= Task instructions =
Only lines with the word "foreground" are needed; collect each of them from the listing below.
+ + +
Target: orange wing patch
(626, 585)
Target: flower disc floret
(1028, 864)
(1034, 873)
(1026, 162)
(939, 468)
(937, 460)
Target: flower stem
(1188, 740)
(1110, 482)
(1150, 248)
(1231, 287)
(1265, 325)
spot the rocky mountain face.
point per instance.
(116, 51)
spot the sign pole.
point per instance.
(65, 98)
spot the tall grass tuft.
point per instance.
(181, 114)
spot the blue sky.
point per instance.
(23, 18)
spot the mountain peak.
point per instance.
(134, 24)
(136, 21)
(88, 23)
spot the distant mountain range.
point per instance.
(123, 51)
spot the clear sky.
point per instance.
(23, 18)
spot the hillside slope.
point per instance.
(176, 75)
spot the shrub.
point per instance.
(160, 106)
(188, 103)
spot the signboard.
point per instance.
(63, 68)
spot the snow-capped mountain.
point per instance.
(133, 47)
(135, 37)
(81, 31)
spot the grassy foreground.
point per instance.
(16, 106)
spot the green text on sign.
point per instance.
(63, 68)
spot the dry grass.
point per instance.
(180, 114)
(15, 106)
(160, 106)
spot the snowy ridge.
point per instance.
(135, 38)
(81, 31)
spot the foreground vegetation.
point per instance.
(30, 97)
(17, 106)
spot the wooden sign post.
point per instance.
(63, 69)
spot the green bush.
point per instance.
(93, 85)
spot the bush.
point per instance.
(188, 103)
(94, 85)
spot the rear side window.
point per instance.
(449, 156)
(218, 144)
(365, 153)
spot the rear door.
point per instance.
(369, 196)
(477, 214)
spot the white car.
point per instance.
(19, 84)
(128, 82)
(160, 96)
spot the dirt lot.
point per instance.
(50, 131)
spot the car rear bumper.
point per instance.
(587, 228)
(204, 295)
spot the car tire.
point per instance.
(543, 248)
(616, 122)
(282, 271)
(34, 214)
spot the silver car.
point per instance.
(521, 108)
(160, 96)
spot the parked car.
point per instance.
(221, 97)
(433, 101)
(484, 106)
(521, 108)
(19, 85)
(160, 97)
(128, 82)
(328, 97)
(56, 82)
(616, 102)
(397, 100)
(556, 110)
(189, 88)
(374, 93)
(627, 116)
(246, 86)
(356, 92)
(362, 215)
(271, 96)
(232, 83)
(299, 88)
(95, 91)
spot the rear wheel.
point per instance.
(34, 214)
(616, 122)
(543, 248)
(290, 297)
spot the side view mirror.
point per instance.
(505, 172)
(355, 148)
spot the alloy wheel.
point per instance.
+ + +
= Response to the exercise =
spot the grassy foreground.
spot the foreground vegetation.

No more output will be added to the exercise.